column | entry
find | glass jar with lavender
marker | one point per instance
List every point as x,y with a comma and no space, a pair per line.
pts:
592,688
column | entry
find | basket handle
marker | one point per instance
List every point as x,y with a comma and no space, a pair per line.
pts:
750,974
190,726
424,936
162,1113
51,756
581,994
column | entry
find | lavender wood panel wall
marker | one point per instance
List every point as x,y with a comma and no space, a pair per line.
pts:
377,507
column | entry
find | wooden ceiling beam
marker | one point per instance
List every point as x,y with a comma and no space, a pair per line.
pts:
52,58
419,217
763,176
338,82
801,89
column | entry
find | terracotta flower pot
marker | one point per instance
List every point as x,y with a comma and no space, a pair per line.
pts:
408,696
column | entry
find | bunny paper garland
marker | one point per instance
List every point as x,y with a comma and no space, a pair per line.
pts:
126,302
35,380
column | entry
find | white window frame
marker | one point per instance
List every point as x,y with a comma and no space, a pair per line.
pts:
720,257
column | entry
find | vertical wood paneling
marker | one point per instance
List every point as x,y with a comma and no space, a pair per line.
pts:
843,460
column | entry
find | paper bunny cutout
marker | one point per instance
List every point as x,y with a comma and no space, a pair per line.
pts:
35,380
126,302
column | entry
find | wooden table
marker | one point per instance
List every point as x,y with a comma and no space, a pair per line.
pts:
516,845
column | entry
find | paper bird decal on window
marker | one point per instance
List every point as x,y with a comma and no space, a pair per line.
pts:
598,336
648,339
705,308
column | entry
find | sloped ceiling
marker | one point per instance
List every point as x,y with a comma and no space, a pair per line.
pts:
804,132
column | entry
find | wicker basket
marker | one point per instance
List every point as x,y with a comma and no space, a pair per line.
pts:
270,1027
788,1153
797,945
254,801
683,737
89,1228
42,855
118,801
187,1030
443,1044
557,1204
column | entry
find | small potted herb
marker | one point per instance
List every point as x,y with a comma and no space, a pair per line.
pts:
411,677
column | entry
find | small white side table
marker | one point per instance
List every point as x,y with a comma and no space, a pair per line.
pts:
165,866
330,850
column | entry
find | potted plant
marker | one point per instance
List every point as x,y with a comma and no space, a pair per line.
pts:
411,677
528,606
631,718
——
**Objective:** Quote the entire listing above exactly.

**Response to the task:**
column | entry
find | glass jar with lavender
marker | one point per instance
List every point as x,y with a comma and no space, a pair per line.
pts:
592,688
column | entry
find | basket handle
marker | one point per instance
List every point as x,y with a comma and no space, a pair per line.
pts:
750,974
190,726
424,936
162,1113
51,756
581,994
column | entry
find | lavender wood panel wall
marker | one point per instance
List every point as x,y with a comma and no space, a pair per line.
pts:
377,507
column | entry
find | wooden ceiling beam
marker | one point per instance
List every point as x,y with a comma and no space, a pair per line.
pts:
52,58
419,217
763,176
338,82
801,89
column | entry
find | terracotta flower pot
marker | one point per instance
List every point as x,y with a comma and no space, a pair per line.
pts:
408,696
column | entry
find | bunny paper garland
marker | one point per instance
List every point as x,y with a comma and no space, a pair per line.
pts:
126,302
35,380
column | entry
find | white window frame
marker | one point per instance
List every point as x,y with a comma and no space, a pair per line.
pts:
720,257
column | entry
find | vertical wood paneling
marker | one point per instance
List every point as x,y with a comma and no space, a pair per line.
pts:
843,460
column | entry
find | paper bunny cutout
marker | one point per instance
List every point as x,y with a comma and no space, a pair per line.
pts:
35,380
126,302
column | entry
find | wooden table
marker | one point per instance
List every point as x,y with a comma and no space, a pair per line.
pts:
516,845
column | entry
find | paper bird decal on window
marker | one point per instance
List every point as x,y with a comma and no space, a pair per line.
pts:
598,336
648,339
705,308
column | entry
find | sloped ceiling
marker | one point per instance
List every point as x,y with a comma and no space, a pair per line.
pts:
804,132
column | entry
find | wicker basket
marker | one point per instance
List every point as x,y with a comma and no space, a pair per line.
pts:
270,1027
788,1153
797,945
254,801
683,737
89,1228
42,855
118,801
187,1030
443,1044
557,1204
column | entry
find | small potted herb
marker | one point per instance
List every point as x,y with a comma and no space, a pair per line.
pts:
411,677
column | entry
find | small white side table
marker | one point per instance
List every point as x,y with a comma and no space, a pair per line.
pts:
165,866
330,850
column | entry
find | potted plant
marker | one point per instance
List every point as x,y with a comma and no space, a pair per line.
pts:
411,677
528,606
631,718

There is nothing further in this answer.